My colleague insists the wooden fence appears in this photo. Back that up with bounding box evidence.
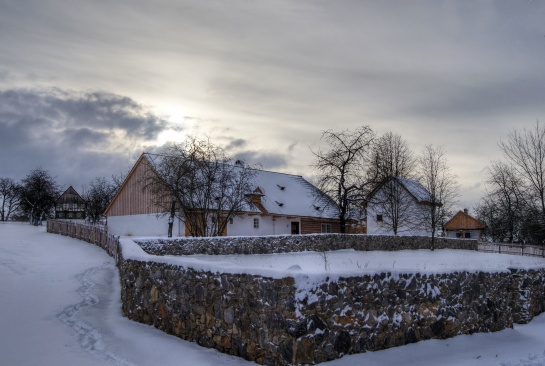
[47,220,120,263]
[479,243,545,258]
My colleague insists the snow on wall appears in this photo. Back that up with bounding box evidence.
[48,223,545,365]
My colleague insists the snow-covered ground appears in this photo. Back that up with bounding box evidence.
[0,223,545,366]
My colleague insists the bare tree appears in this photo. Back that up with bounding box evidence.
[82,177,117,225]
[19,168,60,225]
[418,145,458,250]
[476,162,527,243]
[369,132,417,182]
[144,137,255,236]
[368,132,416,235]
[0,178,20,221]
[367,177,421,235]
[499,122,545,239]
[313,126,375,233]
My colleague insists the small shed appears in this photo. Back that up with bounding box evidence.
[444,209,486,240]
[55,186,85,220]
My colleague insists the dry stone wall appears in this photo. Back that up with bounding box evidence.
[137,234,478,255]
[120,253,545,365]
[48,222,545,365]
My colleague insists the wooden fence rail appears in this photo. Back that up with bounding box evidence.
[479,243,545,258]
[47,220,120,263]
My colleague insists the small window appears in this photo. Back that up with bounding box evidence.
[322,224,331,233]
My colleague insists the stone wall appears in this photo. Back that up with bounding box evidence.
[48,222,545,365]
[137,234,478,255]
[120,254,545,365]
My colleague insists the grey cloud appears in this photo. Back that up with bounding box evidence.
[225,138,248,151]
[0,89,169,187]
[234,150,288,170]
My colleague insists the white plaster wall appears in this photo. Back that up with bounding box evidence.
[446,230,481,240]
[108,214,185,236]
[227,216,301,236]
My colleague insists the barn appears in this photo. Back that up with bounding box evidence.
[105,153,340,236]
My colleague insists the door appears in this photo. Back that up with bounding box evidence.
[291,221,299,235]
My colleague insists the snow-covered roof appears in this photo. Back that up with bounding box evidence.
[248,170,338,218]
[396,177,431,203]
[144,153,338,219]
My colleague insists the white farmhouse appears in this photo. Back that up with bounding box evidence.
[366,177,431,236]
[105,153,340,236]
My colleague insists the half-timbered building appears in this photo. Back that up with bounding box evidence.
[444,209,486,240]
[55,186,85,220]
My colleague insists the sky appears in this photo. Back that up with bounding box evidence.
[0,0,545,208]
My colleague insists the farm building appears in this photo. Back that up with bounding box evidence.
[366,177,430,236]
[444,209,486,240]
[55,186,85,220]
[105,153,340,236]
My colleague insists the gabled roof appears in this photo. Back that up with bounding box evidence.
[245,170,338,218]
[57,186,85,203]
[444,211,486,230]
[116,153,338,219]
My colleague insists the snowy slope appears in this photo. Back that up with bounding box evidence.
[0,223,545,366]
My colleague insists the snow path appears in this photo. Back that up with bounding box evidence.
[57,262,135,366]
[0,223,545,366]
[0,223,253,366]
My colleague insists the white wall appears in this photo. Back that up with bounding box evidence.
[367,204,431,236]
[227,216,301,236]
[108,214,301,236]
[108,214,185,236]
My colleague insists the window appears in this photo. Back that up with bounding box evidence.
[322,224,331,233]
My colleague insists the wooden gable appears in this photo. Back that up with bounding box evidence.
[445,211,486,230]
[104,154,164,216]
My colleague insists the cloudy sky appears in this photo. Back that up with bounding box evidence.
[0,0,545,207]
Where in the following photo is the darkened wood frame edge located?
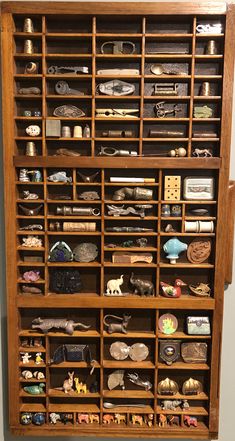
[2,1,227,15]
[2,2,235,439]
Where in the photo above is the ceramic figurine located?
[103,314,131,334]
[74,377,89,394]
[114,413,126,424]
[49,412,61,424]
[32,412,46,426]
[55,372,74,394]
[24,383,45,395]
[89,413,100,424]
[158,413,167,427]
[163,237,188,265]
[106,274,123,296]
[47,171,73,183]
[78,413,89,424]
[183,415,197,427]
[22,270,40,282]
[21,370,33,380]
[160,279,187,298]
[161,400,182,411]
[22,236,42,248]
[131,414,144,426]
[35,352,44,364]
[130,273,154,296]
[103,413,114,424]
[23,190,39,200]
[32,317,90,335]
[127,372,153,391]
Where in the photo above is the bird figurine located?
[160,279,187,299]
[24,383,45,395]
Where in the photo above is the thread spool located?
[200,81,211,96]
[25,141,37,156]
[62,126,71,138]
[73,126,82,138]
[23,17,34,34]
[205,40,217,55]
[24,40,33,54]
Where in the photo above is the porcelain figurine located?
[47,171,73,183]
[22,270,40,282]
[130,273,154,296]
[24,383,45,395]
[103,314,131,334]
[22,236,42,248]
[163,237,188,265]
[160,279,187,298]
[106,274,123,296]
[74,377,89,394]
[35,352,44,364]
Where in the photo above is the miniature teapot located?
[163,237,188,265]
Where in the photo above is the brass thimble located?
[200,81,211,96]
[25,141,37,156]
[24,40,33,54]
[205,40,217,55]
[23,18,34,34]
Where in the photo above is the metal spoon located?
[103,401,146,409]
[150,64,186,75]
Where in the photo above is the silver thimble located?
[200,81,211,96]
[23,18,34,34]
[62,126,71,138]
[24,40,33,54]
[25,141,37,156]
[205,40,217,55]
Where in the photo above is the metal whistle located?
[100,40,135,55]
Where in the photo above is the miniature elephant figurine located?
[130,273,154,296]
[161,400,182,410]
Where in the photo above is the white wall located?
[0,0,235,441]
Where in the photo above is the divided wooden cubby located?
[2,2,235,439]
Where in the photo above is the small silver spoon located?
[103,401,146,409]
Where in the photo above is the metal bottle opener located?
[100,40,135,55]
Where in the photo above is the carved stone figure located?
[106,274,123,296]
[130,273,154,296]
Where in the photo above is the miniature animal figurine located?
[144,413,154,427]
[74,377,88,394]
[103,413,114,424]
[184,415,197,427]
[49,412,61,424]
[130,273,154,296]
[161,400,182,410]
[35,352,44,364]
[127,372,153,391]
[167,415,180,426]
[106,274,123,296]
[131,414,144,426]
[78,413,89,424]
[158,413,167,427]
[114,413,126,424]
[103,314,131,334]
[24,383,45,395]
[55,371,74,394]
[89,413,100,424]
[21,370,33,380]
[160,279,187,299]
[21,352,32,364]
[47,171,73,183]
[32,317,90,335]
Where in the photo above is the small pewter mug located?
[24,40,33,54]
[200,81,211,96]
[25,141,37,156]
[205,40,217,55]
[23,18,34,34]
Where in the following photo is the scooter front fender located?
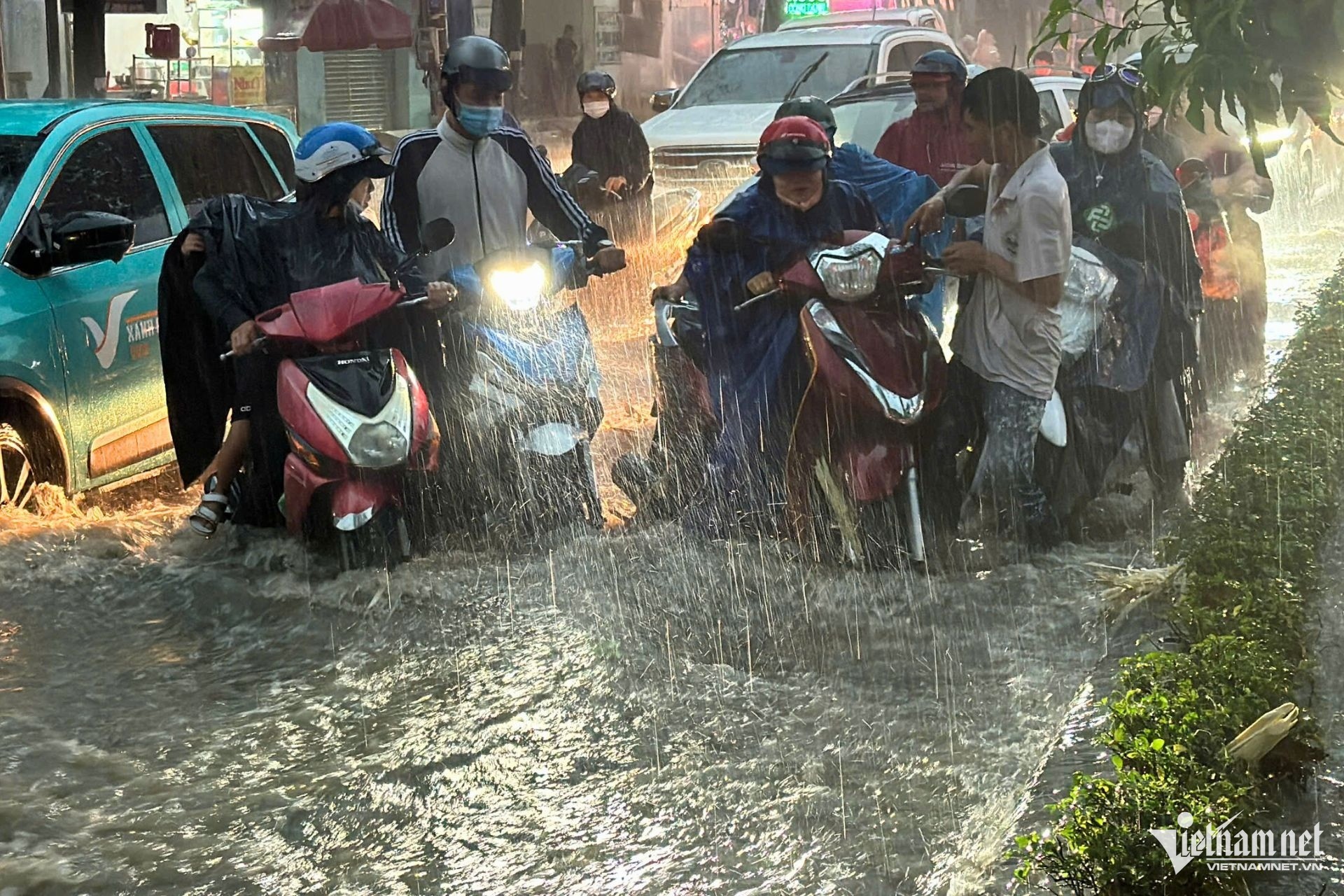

━━━

[Description of the task]
Convert all the material above into a Markdown table with the columns Row and Line, numbering each row and skipping blank lines. Leave the pictures out.

[Response to the exercise]
| Row | Line |
|---|---|
| 1 | My colleague insists the wooden fence appears in this photo. Back that up with bounding box evidence. |
| 2 | [47,220,120,263] |
| 3 | [479,243,545,258] |
| 4 | My colleague insists the snow on wall appears in this photo. Back that up with bounding box evidence. |
| 5 | [48,223,545,365] |
| 6 | My colleague insists the snow-covered ground appears in this photo. Back that up with bounding box evidence. |
| 7 | [0,223,545,366] |
| 8 | My colleague insists the bare tree appears in this photo. Back that up with bounding box evidence. |
| 9 | [82,177,117,225] |
| 10 | [19,168,60,225] |
| 11 | [418,145,458,250] |
| 12 | [476,162,527,243] |
| 13 | [369,132,417,182] |
| 14 | [144,137,255,236] |
| 15 | [368,132,416,235] |
| 16 | [0,178,20,221] |
| 17 | [367,177,421,235] |
| 18 | [499,122,545,239] |
| 19 | [313,126,375,233] |
| 20 | My colleague insists the small shed appears in this photo. Back that up with bounding box evidence. |
| 21 | [444,209,486,240] |
| 22 | [55,186,85,220] |
| 23 | My colleague insists the dry stone wall appears in this photo. Back that up with bounding box evidence. |
| 24 | [137,234,478,255] |
| 25 | [120,253,545,365] |
| 26 | [48,222,545,365] |
| 27 | My colleague insists the wooden fence rail appears in this photo. Back that up with bounding box evidence. |
| 28 | [479,243,545,258] |
| 29 | [47,220,120,263] |
| 30 | My colleague insists the small window appears in this photo. Back that up with bounding box evidence. |
| 31 | [322,224,331,233] |
| 32 | My colleague insists the stone wall appears in this photo. Back that up with bounding box evidence. |
| 33 | [48,222,545,365] |
| 34 | [137,234,478,255] |
| 35 | [120,254,545,365] |
| 36 | My colleague insists the grey cloud appears in this photo. Back that up with bounding box evidence. |
| 37 | [225,138,248,151] |
| 38 | [0,89,169,187] |
| 39 | [234,150,288,170] |
| 40 | My colleague insists the white plaster wall appears in this photo. Back that up with bounding box evidence. |
| 41 | [446,230,481,240] |
| 42 | [108,214,185,236] |
| 43 | [227,216,301,236] |
| 44 | My colleague insists the barn appears in this photo. Back that up with bounding box evidence. |
| 45 | [105,153,340,236] |
| 46 | My colleague insists the door appears in this photo. Back that up with bounding box evidence. |
| 47 | [291,221,299,235] |
| 48 | My colleague insists the snow-covered roof appears in this photo. Back that up with bounding box evidence. |
| 49 | [248,170,338,218] |
| 50 | [396,177,431,203] |
| 51 | [144,153,338,219] |
| 52 | My colleague insists the white farmhouse appears in this photo. Back that up with bounding box evidence. |
| 53 | [366,177,431,236] |
| 54 | [105,153,340,236] |
| 55 | My colleague insists the half-timbered building appears in this photo. Back that up with bounding box evidence. |
| 56 | [444,209,486,240] |
| 57 | [55,186,85,220] |
| 58 | My colleague insists the sky appears in this photo. Back that up with bounding box evidence. |
| 59 | [0,0,545,208] |
| 60 | My colleague insists the farm building appears in this photo. Back that up with bounding box evidence. |
| 61 | [366,177,430,236] |
| 62 | [444,209,486,240] |
| 63 | [55,186,85,220] |
| 64 | [105,153,340,236] |
| 65 | My colleague insists the gabled roof appears in this photo. Back that up with bounding box evidence. |
| 66 | [245,170,338,218] |
| 67 | [57,186,85,203] |
| 68 | [444,211,486,230] |
| 69 | [116,153,338,219] |
| 70 | My colleague insists the snowy slope appears in this photo. Back that up with bounding box evidence. |
| 71 | [0,223,545,366] |
| 72 | My colleague insists the snow path appears in this photo. Back that up with bounding box evidence. |
| 73 | [57,262,135,366] |
| 74 | [0,223,545,366] |
| 75 | [0,223,253,366] |
| 76 | My colleague insists the white wall appears in this photo. Back that up with bounding box evidence. |
| 77 | [367,204,431,236] |
| 78 | [227,216,301,236] |
| 79 | [108,214,301,236] |
| 80 | [108,214,185,236] |
| 81 | My colleague insists the window appears in this photo. Back that up with bounding box evidence. |
| 82 | [322,224,331,233] |
| 83 | My colleague insists the wooden gable appears in this photo. Back that up with bounding box evidence. |
| 84 | [445,211,486,230] |
| 85 | [104,154,164,216] |
| 86 | My colleague insists the cloudy sky appears in this photo. Back that up with bounding box evidence. |
| 87 | [0,0,545,207] |
| 88 | Where in the following photo is the darkened wood frame edge located? |
| 89 | [2,1,227,15] |
| 90 | [2,2,235,439] |
| 91 | Where in the photo above is the ceramic figurine located? |
| 92 | [103,314,131,334] |
| 93 | [74,377,89,394] |
| 94 | [114,413,126,424] |
| 95 | [49,412,61,424] |
| 96 | [32,412,46,426] |
| 97 | [55,372,74,394] |
| 98 | [24,383,45,395] |
| 99 | [89,413,100,424] |
| 100 | [158,413,167,427] |
| 101 | [163,237,188,265] |
| 102 | [106,274,123,296] |
| 103 | [47,171,73,183] |
| 104 | [78,413,89,424] |
| 105 | [183,415,197,427] |
| 106 | [22,270,40,282] |
| 107 | [21,370,33,380] |
| 108 | [160,279,187,298] |
| 109 | [161,400,182,411] |
| 110 | [22,236,42,248] |
| 111 | [131,414,144,426] |
| 112 | [35,352,44,364] |
| 113 | [130,273,154,296] |
| 114 | [103,413,114,424] |
| 115 | [23,190,39,200] |
| 116 | [32,317,90,335] |
| 117 | [127,372,153,391] |
| 118 | Where in the photo above is the bird figurine located? |
| 119 | [160,279,187,299] |
| 120 | [24,383,45,395] |
| 121 | Where in the photo above is the thread spool located? |
| 122 | [200,81,211,96] |
| 123 | [25,141,37,156] |
| 124 | [62,126,71,138] |
| 125 | [73,126,82,138] |
| 126 | [23,17,34,34] |
| 127 | [205,40,217,55] |
| 128 | [24,40,33,54] |
| 129 | Where in the photo above is the porcelain figurine located? |
| 130 | [47,171,73,183] |
| 131 | [22,270,40,282] |
| 132 | [130,273,154,296] |
| 133 | [24,383,45,395] |
| 134 | [103,314,131,334] |
| 135 | [22,236,42,248] |
| 136 | [163,237,188,265] |
| 137 | [160,279,187,298] |
| 138 | [106,274,123,296] |
| 139 | [74,377,89,394] |
| 140 | [35,352,44,364] |
| 141 | Where in the photo above is the miniature teapot located? |
| 142 | [163,237,188,265] |
| 143 | Where in the photo above is the brass thimble located? |
| 144 | [200,81,211,96] |
| 145 | [25,141,37,156] |
| 146 | [24,40,33,54] |
| 147 | [205,40,217,55] |
| 148 | [23,18,34,34] |
| 149 | Where in the photo above is the metal spoon located? |
| 150 | [103,401,146,409] |
| 151 | [150,64,186,75] |
| 152 | Where in the photo above is the silver thimble located? |
| 153 | [200,81,211,96] |
| 154 | [23,18,34,34] |
| 155 | [62,126,71,138] |
| 156 | [24,40,33,54] |
| 157 | [25,141,37,156] |
| 158 | [205,40,217,55] |
| 159 | Where in the photo above is the metal whistle located? |
| 160 | [100,40,135,55] |
| 161 | Where in the photo above is the miniature elephant figurine located? |
| 162 | [130,273,154,296] |
| 163 | [161,400,182,410] |
| 164 | Where in the photo above is the white wall located? |
| 165 | [0,0,235,441] |
| 166 | Where in the photo above is the divided wooden cubby located? |
| 167 | [2,2,235,439] |
| 168 | Where in the photo above is the small silver spoon located? |
| 169 | [103,401,146,409] |
| 170 | Where in the photo above is the metal bottle opener located? |
| 171 | [100,40,135,55] |
| 172 | Where in the photo above is the carved stone figure located? |
| 173 | [106,274,123,296] |
| 174 | [130,273,154,296] |
| 175 | Where in the photo above is the miniature animal figurine located? |
| 176 | [144,413,154,427] |
| 177 | [74,377,88,394] |
| 178 | [103,413,114,424] |
| 179 | [184,415,197,427] |
| 180 | [49,412,61,424] |
| 181 | [130,273,154,296] |
| 182 | [161,400,182,410] |
| 183 | [35,352,44,364] |
| 184 | [127,372,153,391] |
| 185 | [167,415,180,426] |
| 186 | [106,274,123,296] |
| 187 | [131,414,144,426] |
| 188 | [78,413,89,424] |
| 189 | [158,413,167,427] |
| 190 | [114,413,126,424] |
| 191 | [103,314,131,334] |
| 192 | [24,383,45,395] |
| 193 | [55,371,74,394] |
| 194 | [89,413,100,424] |
| 195 | [21,370,33,380] |
| 196 | [160,279,187,299] |
| 197 | [21,352,32,364] |
| 198 | [47,171,73,183] |
| 199 | [32,317,90,335] |
| 200 | Where in the photo above is the small pewter mug located? |
| 201 | [24,40,33,54] |
| 202 | [200,81,211,96] |
| 203 | [25,141,37,156] |
| 204 | [205,40,217,55] |
| 205 | [23,18,34,34] |
| 206 | Where in the following photo is the scooter front fender located? |